#### Data for processing

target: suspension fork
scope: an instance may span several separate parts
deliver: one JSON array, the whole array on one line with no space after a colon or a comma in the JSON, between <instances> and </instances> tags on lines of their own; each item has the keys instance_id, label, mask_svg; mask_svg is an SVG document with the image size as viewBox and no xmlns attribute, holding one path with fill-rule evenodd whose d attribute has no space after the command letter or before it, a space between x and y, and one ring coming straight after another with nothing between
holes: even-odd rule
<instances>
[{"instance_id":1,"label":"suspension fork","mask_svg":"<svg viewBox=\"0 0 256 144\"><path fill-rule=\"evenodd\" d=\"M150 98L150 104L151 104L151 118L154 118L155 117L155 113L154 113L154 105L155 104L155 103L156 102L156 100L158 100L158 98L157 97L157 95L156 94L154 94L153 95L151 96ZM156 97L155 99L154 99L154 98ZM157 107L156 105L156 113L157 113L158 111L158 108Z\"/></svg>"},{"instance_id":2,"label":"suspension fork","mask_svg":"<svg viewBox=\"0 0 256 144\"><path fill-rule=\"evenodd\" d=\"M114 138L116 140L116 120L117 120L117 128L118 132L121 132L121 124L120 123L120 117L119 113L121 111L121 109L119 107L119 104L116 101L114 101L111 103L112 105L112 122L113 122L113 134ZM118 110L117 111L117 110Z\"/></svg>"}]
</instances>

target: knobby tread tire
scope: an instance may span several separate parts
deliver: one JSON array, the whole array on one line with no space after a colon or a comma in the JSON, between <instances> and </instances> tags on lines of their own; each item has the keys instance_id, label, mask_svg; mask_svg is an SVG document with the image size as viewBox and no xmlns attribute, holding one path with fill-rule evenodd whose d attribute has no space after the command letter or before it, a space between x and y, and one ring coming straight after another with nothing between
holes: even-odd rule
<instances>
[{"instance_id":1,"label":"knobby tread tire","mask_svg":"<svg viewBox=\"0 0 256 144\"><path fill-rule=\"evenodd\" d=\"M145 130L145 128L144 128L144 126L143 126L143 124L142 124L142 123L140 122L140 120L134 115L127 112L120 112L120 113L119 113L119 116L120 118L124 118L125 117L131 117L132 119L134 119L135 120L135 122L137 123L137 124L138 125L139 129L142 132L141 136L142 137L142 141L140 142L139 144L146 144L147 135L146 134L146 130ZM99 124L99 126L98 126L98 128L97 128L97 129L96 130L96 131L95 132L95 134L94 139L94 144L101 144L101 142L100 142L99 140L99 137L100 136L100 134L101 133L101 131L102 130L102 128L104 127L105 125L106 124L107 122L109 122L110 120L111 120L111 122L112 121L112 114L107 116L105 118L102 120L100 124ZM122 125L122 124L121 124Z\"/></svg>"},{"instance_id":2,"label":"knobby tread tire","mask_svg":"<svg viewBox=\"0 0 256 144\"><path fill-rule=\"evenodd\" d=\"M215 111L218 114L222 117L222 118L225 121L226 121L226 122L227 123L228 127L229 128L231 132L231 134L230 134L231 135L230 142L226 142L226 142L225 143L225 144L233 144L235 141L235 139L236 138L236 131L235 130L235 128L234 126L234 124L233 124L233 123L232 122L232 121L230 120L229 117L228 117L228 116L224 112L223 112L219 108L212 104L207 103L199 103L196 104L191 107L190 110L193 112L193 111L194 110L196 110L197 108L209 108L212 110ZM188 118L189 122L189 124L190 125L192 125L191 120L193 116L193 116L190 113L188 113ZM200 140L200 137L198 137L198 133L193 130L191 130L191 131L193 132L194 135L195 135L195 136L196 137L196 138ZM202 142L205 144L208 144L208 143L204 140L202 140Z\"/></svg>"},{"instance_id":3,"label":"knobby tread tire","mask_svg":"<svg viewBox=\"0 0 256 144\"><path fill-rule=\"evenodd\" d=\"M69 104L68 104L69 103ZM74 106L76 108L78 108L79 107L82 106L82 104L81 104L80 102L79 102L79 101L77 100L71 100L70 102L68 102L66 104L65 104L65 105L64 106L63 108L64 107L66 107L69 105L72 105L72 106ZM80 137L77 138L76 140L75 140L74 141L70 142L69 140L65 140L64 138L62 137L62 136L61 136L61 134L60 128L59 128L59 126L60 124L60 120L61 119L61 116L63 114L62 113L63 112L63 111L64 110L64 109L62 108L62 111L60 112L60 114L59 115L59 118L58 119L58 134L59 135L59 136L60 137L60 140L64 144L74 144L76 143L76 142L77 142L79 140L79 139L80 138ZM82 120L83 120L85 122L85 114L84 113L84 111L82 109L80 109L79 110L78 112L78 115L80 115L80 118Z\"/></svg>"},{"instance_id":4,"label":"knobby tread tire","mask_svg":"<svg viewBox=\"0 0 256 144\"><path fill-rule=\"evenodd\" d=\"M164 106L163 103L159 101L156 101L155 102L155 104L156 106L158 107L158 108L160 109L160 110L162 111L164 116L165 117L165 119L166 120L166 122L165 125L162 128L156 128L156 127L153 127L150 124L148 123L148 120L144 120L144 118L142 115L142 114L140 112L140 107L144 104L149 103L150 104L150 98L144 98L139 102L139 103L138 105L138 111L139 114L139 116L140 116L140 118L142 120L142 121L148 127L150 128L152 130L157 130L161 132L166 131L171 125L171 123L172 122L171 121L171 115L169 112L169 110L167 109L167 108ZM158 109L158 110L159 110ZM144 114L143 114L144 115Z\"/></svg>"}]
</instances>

########

Please return every line of the entries above that contains the string "target". Case counts, so match capitalization.

_Written answer_:
target: suspension fork
target: knobby tread tire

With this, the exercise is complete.